# Problem requirements
Transcribe everything in the data word for word. Pictures are left out.
##### Entries shown
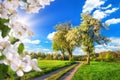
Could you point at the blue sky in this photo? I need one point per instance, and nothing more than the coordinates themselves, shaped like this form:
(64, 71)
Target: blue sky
(60, 11)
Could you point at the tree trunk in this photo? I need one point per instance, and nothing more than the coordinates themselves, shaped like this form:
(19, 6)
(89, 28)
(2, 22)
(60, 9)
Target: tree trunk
(88, 58)
(63, 54)
(70, 54)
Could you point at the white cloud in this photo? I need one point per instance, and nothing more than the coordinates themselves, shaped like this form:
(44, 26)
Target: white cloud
(110, 5)
(111, 11)
(113, 21)
(31, 41)
(98, 14)
(92, 4)
(50, 36)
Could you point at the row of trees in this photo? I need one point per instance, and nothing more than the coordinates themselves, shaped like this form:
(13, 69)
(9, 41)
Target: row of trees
(68, 37)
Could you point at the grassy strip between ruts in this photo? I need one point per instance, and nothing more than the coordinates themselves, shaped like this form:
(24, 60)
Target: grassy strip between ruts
(61, 73)
(98, 71)
(46, 66)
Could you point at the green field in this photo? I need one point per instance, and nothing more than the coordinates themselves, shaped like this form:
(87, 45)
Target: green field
(46, 66)
(99, 71)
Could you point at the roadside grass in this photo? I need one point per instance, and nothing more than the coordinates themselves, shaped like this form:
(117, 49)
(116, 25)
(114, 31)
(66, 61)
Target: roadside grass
(98, 71)
(61, 73)
(46, 66)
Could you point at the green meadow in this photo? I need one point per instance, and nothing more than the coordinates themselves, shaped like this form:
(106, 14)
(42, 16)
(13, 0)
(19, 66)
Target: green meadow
(98, 71)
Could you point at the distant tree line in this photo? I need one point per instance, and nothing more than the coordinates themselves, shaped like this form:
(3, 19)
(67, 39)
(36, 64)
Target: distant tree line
(108, 56)
(85, 36)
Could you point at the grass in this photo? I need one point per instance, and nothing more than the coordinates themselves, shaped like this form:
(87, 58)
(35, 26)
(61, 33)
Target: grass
(61, 73)
(46, 66)
(98, 71)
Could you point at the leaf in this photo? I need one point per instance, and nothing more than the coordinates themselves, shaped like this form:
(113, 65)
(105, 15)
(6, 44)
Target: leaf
(21, 48)
(3, 28)
(3, 71)
(13, 40)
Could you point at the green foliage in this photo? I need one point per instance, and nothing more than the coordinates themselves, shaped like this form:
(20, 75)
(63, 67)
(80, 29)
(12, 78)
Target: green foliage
(21, 48)
(59, 42)
(98, 71)
(90, 30)
(3, 28)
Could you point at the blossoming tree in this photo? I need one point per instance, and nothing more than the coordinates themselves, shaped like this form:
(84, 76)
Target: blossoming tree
(12, 32)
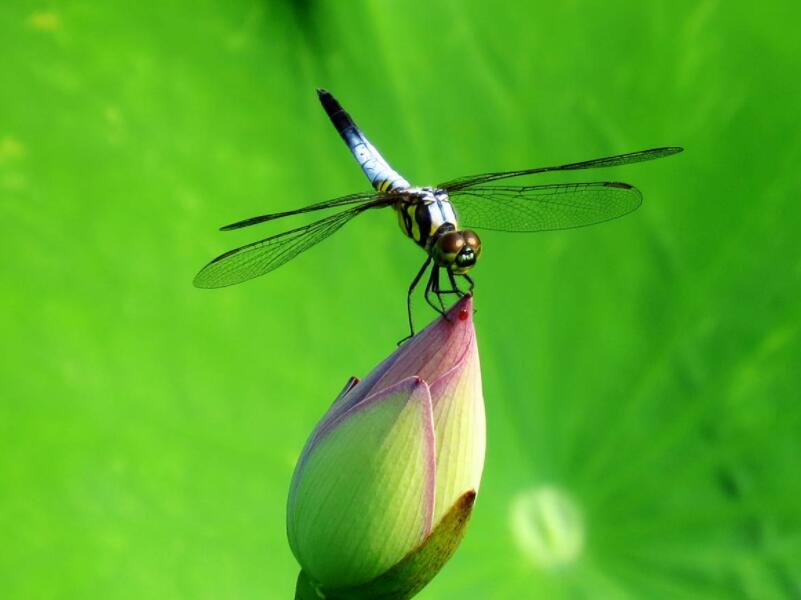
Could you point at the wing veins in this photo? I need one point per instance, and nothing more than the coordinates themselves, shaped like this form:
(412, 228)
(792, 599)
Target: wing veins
(360, 198)
(607, 161)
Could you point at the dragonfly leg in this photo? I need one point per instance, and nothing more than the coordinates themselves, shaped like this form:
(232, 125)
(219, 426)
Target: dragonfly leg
(438, 291)
(432, 280)
(454, 286)
(412, 287)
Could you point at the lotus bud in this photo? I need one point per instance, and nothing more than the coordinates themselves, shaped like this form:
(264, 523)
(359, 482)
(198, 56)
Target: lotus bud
(386, 482)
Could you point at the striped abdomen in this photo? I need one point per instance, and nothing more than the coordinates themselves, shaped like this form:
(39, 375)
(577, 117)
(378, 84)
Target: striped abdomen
(381, 175)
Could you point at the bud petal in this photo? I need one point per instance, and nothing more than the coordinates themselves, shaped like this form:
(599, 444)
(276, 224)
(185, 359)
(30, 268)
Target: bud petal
(396, 457)
(358, 509)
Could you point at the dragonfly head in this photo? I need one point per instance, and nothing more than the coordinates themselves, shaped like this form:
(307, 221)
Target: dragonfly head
(457, 251)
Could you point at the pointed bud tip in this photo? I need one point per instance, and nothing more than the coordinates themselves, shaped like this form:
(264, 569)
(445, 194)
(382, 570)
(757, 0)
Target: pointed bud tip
(462, 310)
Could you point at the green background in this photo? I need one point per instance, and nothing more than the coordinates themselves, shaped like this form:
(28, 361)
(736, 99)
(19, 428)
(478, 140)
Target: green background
(645, 371)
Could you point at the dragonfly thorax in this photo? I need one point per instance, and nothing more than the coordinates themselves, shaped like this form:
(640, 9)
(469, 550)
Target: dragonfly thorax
(422, 212)
(427, 216)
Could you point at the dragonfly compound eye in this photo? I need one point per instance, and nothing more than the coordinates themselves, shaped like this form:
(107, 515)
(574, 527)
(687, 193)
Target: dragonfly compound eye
(466, 258)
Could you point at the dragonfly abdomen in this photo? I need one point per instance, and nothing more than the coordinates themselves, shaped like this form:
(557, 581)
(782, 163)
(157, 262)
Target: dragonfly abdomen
(381, 175)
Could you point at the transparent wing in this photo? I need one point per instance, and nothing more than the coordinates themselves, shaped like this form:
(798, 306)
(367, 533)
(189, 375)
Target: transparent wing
(258, 258)
(361, 198)
(544, 207)
(608, 161)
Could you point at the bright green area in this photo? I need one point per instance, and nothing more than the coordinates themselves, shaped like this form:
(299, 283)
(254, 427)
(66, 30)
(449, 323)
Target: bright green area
(647, 370)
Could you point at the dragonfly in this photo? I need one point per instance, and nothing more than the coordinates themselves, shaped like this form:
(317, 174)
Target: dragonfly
(440, 219)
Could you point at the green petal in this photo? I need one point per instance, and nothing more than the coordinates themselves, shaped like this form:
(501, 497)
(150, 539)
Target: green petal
(460, 430)
(364, 495)
(411, 574)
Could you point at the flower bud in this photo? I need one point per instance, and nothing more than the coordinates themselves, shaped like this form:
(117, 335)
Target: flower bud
(386, 481)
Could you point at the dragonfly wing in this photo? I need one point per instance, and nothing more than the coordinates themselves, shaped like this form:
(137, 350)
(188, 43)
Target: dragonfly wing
(607, 161)
(258, 258)
(544, 207)
(362, 198)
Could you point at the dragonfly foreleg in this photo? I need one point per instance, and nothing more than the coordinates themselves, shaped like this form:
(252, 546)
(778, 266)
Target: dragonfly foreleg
(433, 286)
(412, 287)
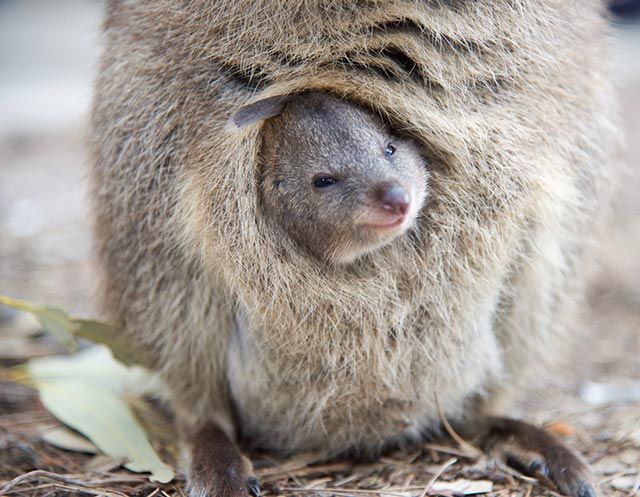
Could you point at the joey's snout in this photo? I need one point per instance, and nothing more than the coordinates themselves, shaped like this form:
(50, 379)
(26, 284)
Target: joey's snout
##########
# Task output
Could you point at the blue sky in this photo? I need one point per instance, and nothing more than the coordinates themselves, shaped like this form:
(64, 71)
Target: blue sky
(60, 11)
Could you point at the tree trunk in this photo? I need one point per instance, and nothing more than the coordinates themselves, shaped like this form:
(19, 6)
(89, 28)
(2, 22)
(60, 9)
Target: tree trunk
(88, 58)
(63, 54)
(70, 54)
Could you point at the white cloud in this photo? I need one point per instance, and nothing more than the coordinates themselves, shaped like this form:
(44, 26)
Target: white cloud
(110, 5)
(111, 11)
(113, 21)
(31, 41)
(98, 14)
(92, 4)
(50, 36)
Could you point at the row of trees in this photo? I need one point per instance, and nothing more than the coordinates themselves, shaped like this form:
(13, 69)
(9, 41)
Target: row of trees
(68, 37)
Could you point at the grassy strip between ruts in this photo? I need one point per instance, and nothing more than the coordinates themselves, shaped like this form:
(24, 60)
Target: grassy strip between ruts
(61, 73)
(98, 71)
(46, 66)
Could you point at the green field in this photo? I need one point per instance, and nothing more than the coordinates themselves, shaped like this form:
(87, 45)
Target: green field
(46, 66)
(99, 71)
Could you point at the roadside grass in this photo? I need one point per instance, and nothing more than the coordinates themselves, shaped like this form:
(117, 49)
(116, 25)
(114, 31)
(66, 61)
Target: roadside grass
(98, 71)
(61, 73)
(46, 66)
Could you point at the green meadow in this photo? I need one point per instance, and nothing more than the coordinates themselves, shaped like this form:
(106, 14)
(42, 16)
(13, 0)
(19, 66)
Target: green meadow
(98, 71)
Could you point at the distant tree line in this photo? I need one point per instance, and nothing more than the coordinates themselves, shaped like this form:
(3, 19)
(67, 39)
(36, 64)
Target: distant tree line
(108, 56)
(85, 36)
Could you point at the grass in this photo? I need one point per instance, and nothing more than the coordinates themselves, shaped like this form:
(87, 58)
(35, 26)
(61, 33)
Target: grass
(61, 73)
(46, 66)
(98, 71)
Could you point at the leaf in this photo? I need one point per instance, and nothing more than the coordinates themselves, shaped like this form:
(113, 65)
(105, 15)
(6, 44)
Target: leaf
(21, 48)
(3, 28)
(3, 71)
(13, 40)
Could you point at the green foliage in this photo? I need one point per instance, and nothing more than the coordinates themselves, shaped like this form:
(20, 75)
(63, 67)
(80, 29)
(12, 78)
Target: green foliage
(21, 48)
(59, 42)
(98, 71)
(90, 30)
(3, 28)
Could you point at the blossoming tree in this photo? I need one point per instance, and nothing more than the coordinates themselves, shaped like this form:
(84, 76)
Target: blossoming tree
(12, 32)
Could you point at the wing veins in this photo? I need one point per instance, and nothing more than the coordinates themselves, shaped like this form:
(412, 228)
(792, 599)
Target: wing veins
(360, 198)
(607, 161)
Could you point at the dragonfly leg in this photo? I need one point per instance, and nothing more than the coordinates themselves, shaped like this form:
(232, 125)
(219, 426)
Target: dragonfly leg
(438, 291)
(432, 280)
(454, 286)
(412, 287)
Could you point at the lotus bud in this photo? I need one point per instance, and nothing more than the coordinates themselves, shaped like this form:
(264, 523)
(359, 482)
(198, 56)
Target: lotus bud
(386, 482)
Could you point at the striped abdomen in this photo? I need one point per instance, and nothing more than the coordinates themselves, shaped like this form:
(39, 375)
(577, 117)
(378, 84)
Target: striped abdomen
(381, 175)
Could you point at the bud petal in this photo? I need one point per instance, and nothing more than the coordinates themselves, shaped like this form:
(599, 444)
(276, 224)
(185, 359)
(30, 268)
Target: bud petal
(396, 457)
(358, 509)
Could you point at the dragonfly head in this photo? I need one point per instance, and nothing more than the coordinates themselves, shaped like this form:
(307, 221)
Target: dragonfly head
(457, 251)
Could you point at the pointed bud tip in this photo? I need one point per instance, and nothing more than the coordinates themselves, shaped like this form:
(264, 569)
(445, 194)
(382, 570)
(757, 0)
Target: pointed bud tip
(462, 310)
Could you point at the green background in this photo? I need one point per instance, and nothing more than the coordinates themselves, shaped like this form:
(28, 361)
(736, 99)
(19, 428)
(478, 140)
Target: green background
(645, 371)
Could you point at the dragonfly thorax in this photo? I need one point per instance, and nothing more than the coordinates themselves, shaped like this form:
(640, 9)
(469, 550)
Target: dragonfly thorax
(422, 212)
(427, 216)
Could you point at the dragonfly compound eye in this photo? I need one point per instance, and nothing more than the coordinates themselves, shaped like this form:
(107, 515)
(574, 527)
(687, 193)
Target: dragonfly compound eye
(466, 258)
Could you point at the dragonfly abdomen in this photo? I need one point per instance, and nothing more than the coordinates themselves, shaped like this form:
(557, 581)
(782, 163)
(157, 262)
Target: dragonfly abdomen
(381, 175)
Could you point at the transparent wing in this photo? I need one point per instance, and nothing more than the coordinates themselves, shaped like this form:
(798, 306)
(367, 533)
(189, 375)
Target: transparent wing
(258, 258)
(361, 198)
(544, 207)
(608, 161)
Could you point at the bright green area in this photo? I need one point per instance, and nothing more than the coordinates themselves, shaped like this form:
(299, 283)
(254, 427)
(66, 30)
(449, 323)
Target: bright green area
(647, 370)
Could you point at the dragonfly in this photo? I need one point per instance, and nothing more than the coordinates themselves, shaped like this form:
(317, 174)
Target: dragonfly
(440, 219)
Could you point at the green petal in this photo? I need one point per instance, and nothing more than the coordinates themselves, shaped like this form:
(501, 497)
(150, 539)
Target: green petal
(460, 430)
(364, 495)
(411, 574)
Could you point at the flower bud in this photo? I need one point per instance, and nothing more than the coordinates themselves, shaped like this form:
(117, 335)
Target: flower bud
(386, 481)
Could you point at the dragonfly wing in this photo? I need one point per instance, and nothing more than the coordinates themselves, shaped like this form:
(137, 350)
(188, 43)
Target: dragonfly wing
(607, 161)
(258, 258)
(544, 207)
(362, 198)
Could you point at the dragonfly foreleg in this photo? I need one point per instance, and nothing more than the coordinates themselves, shaped like this form:
(252, 546)
(778, 266)
Target: dragonfly foreleg
(433, 286)
(412, 287)
Could you point at the joey's snout in this photo? I need one point per instance, and nothing more than the coordinates themselves, shaped like this form:
(50, 379)
(26, 284)
Target: joey's snout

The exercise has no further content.